Scan the entries below. Report each line where the string "white" occurs.

┌──

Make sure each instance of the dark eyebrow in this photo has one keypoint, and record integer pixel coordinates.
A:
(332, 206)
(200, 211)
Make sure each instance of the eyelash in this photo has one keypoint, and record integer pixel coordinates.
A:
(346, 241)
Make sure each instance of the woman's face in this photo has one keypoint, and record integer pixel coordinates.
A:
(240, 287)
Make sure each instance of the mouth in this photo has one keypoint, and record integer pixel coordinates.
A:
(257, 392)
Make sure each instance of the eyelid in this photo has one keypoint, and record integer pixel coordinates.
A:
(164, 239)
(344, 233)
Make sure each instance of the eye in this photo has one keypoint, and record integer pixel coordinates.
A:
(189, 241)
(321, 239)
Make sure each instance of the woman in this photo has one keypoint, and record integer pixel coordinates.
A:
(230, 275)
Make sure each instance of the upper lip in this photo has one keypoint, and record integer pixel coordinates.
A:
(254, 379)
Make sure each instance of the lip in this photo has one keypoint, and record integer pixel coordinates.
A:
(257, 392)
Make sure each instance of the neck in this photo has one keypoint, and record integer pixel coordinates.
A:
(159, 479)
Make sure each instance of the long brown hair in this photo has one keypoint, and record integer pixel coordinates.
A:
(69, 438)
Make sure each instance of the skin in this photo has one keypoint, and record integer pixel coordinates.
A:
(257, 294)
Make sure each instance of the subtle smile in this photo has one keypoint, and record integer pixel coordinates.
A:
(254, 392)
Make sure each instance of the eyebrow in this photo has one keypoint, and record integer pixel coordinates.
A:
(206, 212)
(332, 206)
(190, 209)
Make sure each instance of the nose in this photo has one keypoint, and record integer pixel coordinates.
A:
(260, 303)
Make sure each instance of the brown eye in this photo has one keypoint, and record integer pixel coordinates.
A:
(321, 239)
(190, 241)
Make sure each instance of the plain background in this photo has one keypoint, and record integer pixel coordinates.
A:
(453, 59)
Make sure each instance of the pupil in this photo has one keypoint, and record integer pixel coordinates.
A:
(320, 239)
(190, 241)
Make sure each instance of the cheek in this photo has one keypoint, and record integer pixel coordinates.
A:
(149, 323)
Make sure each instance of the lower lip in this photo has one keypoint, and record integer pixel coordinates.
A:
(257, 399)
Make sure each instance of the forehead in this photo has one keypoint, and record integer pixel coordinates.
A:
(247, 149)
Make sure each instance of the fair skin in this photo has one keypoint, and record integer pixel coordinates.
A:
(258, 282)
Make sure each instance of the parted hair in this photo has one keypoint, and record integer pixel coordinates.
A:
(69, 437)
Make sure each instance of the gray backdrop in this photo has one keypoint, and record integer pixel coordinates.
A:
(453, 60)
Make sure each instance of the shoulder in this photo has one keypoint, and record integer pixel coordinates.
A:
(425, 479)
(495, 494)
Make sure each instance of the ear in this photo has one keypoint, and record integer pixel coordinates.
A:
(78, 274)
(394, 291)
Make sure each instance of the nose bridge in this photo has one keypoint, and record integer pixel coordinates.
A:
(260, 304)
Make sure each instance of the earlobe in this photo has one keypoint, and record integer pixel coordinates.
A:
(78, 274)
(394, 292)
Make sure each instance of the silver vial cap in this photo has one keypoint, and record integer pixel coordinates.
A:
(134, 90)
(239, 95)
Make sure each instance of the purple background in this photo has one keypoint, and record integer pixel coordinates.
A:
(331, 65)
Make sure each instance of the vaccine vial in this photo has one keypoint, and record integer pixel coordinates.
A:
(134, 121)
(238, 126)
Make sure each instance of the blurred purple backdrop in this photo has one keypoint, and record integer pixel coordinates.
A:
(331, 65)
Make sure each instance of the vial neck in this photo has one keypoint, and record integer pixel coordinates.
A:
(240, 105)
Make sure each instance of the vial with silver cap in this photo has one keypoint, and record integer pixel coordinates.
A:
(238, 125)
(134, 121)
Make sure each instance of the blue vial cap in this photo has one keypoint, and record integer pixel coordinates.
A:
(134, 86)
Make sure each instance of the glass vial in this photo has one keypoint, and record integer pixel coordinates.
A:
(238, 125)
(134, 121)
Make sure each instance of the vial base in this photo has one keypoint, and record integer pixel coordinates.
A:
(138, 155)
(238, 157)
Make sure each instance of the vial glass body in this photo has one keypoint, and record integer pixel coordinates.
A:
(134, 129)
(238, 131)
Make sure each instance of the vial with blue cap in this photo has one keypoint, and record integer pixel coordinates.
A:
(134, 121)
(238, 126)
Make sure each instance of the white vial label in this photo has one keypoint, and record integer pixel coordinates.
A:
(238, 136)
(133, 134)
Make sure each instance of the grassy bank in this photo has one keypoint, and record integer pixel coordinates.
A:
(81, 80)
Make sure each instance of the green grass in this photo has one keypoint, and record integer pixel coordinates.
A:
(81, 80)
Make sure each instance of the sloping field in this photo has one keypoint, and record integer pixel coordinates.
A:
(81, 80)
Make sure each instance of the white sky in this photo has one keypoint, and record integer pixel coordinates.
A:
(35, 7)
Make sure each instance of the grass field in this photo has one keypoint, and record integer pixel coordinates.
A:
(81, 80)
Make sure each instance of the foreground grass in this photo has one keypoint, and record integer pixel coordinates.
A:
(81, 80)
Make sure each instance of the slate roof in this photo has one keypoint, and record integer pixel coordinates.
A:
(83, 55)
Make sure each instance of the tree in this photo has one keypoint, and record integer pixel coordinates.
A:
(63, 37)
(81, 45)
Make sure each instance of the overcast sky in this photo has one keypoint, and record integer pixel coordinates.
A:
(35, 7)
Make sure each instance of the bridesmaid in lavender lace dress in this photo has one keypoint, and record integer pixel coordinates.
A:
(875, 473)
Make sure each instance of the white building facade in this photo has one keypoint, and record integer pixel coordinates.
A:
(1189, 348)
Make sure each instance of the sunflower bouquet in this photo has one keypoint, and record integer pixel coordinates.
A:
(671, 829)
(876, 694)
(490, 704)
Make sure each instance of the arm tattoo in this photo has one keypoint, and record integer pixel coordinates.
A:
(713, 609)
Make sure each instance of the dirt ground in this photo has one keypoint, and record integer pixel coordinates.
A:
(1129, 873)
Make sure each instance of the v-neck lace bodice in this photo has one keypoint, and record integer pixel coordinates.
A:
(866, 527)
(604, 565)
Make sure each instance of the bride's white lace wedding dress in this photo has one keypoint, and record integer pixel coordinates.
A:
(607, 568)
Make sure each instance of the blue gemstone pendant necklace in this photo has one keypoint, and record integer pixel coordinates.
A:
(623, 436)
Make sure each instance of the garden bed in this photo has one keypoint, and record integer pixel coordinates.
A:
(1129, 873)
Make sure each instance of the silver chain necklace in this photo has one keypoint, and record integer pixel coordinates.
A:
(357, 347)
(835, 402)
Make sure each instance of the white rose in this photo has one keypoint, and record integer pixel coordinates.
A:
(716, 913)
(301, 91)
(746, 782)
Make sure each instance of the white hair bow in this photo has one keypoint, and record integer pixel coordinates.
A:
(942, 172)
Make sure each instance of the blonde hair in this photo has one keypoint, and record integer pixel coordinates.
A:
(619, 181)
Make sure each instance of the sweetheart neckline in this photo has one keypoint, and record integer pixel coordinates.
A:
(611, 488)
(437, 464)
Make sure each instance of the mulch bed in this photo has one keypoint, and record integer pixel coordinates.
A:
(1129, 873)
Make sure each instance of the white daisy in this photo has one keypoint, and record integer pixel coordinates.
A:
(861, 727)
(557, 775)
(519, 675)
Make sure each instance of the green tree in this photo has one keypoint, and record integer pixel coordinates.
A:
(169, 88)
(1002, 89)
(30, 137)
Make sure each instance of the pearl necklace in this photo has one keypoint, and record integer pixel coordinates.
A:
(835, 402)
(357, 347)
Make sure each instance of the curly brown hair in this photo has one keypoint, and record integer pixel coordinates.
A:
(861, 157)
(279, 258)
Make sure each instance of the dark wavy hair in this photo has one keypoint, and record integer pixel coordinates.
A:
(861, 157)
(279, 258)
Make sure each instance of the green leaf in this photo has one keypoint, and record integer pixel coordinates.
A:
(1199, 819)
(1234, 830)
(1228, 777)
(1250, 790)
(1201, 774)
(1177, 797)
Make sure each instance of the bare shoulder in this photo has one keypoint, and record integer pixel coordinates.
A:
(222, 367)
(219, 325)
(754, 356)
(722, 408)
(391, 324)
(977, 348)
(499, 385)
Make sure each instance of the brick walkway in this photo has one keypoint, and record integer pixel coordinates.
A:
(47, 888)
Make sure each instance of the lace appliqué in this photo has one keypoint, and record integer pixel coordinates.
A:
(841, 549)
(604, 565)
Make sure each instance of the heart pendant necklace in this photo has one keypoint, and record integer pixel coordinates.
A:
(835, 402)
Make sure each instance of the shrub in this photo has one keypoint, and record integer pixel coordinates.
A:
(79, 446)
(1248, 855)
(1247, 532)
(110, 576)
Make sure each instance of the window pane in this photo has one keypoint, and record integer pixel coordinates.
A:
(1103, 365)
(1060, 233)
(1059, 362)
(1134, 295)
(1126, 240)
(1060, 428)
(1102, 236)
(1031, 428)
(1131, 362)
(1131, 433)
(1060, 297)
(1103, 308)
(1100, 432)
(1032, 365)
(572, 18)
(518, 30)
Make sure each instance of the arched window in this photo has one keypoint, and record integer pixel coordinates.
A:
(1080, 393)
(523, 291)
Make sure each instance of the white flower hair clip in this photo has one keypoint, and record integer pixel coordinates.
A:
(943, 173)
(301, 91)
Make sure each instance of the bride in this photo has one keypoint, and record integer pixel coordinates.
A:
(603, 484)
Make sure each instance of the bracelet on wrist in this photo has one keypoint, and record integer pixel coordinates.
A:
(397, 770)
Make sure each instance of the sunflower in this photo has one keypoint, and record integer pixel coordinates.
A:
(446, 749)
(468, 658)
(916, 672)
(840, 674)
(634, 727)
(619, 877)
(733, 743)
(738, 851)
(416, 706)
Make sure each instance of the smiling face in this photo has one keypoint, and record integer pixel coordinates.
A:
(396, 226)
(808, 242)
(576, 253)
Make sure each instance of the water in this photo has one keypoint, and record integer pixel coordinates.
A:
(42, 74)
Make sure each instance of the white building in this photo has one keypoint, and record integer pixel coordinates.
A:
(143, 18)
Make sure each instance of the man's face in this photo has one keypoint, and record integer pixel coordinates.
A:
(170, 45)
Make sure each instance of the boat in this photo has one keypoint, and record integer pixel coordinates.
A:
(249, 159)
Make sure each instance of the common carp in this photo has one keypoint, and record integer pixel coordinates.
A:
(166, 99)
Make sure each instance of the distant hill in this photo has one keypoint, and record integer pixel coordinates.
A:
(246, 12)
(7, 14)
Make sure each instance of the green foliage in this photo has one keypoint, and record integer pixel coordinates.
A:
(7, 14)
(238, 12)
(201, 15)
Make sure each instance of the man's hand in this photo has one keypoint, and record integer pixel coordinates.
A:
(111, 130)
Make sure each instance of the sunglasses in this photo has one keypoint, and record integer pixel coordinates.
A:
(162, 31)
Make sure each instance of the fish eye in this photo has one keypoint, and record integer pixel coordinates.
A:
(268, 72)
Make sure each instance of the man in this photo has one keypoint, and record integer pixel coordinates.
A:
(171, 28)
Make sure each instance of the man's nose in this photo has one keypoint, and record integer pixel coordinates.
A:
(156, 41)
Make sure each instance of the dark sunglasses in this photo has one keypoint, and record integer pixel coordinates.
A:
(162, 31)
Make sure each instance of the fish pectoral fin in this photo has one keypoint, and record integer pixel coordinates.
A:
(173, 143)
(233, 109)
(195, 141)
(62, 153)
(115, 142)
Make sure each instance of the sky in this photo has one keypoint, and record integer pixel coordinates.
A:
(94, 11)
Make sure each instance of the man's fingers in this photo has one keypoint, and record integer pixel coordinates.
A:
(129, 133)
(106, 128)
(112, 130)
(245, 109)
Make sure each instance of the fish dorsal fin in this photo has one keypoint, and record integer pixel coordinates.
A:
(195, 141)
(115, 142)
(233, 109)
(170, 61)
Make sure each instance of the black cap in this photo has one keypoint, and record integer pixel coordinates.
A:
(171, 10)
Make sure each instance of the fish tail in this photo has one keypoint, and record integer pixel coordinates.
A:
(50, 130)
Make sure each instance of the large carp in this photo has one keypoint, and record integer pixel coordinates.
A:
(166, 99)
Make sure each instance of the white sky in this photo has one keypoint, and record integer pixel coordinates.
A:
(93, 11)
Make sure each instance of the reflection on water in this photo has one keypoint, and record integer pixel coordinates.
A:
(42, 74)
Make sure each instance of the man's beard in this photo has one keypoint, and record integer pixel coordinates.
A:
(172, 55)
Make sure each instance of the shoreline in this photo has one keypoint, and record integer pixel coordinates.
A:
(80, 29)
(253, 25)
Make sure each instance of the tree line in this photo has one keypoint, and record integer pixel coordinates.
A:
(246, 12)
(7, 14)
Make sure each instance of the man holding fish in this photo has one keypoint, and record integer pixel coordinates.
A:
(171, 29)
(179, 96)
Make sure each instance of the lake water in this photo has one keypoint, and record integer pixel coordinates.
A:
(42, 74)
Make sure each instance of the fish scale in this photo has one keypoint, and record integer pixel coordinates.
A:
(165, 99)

└──

• _SOLUTION TO THIS PROBLEM_:
Make sure each instance of the white vial label in this photo has one keypoint, and record integer pixel coordinates.
Make sure each instance of the white sky in this photo has one keypoint, and record integer pixel coordinates.
Make sure each instance of the white building facade in this photo has one keypoint, and record integer pixel coordinates.
Make sure each instance of the bride's white lace wedding dress in this photo has one keypoint, and record integer pixel coordinates.
Make sure each instance of the white rose in this photo has one keypoint, and record integer pixel coordinates.
Make sure each instance of the white hair bow in this photo has one keypoint, and record integer pixel coordinates.
Make sure each instance of the white daisy in this photo has one keypoint, and record integer pixel coordinates.
Make sure each instance of the white flower hair clip in this photo has one keypoint, and record integer pixel coordinates.
Make sure each instance of the white building in this photo has one keypoint, and record integer pixel coordinates.
Make sure each instance of the white sky in this photo has one keypoint, and record integer pixel coordinates.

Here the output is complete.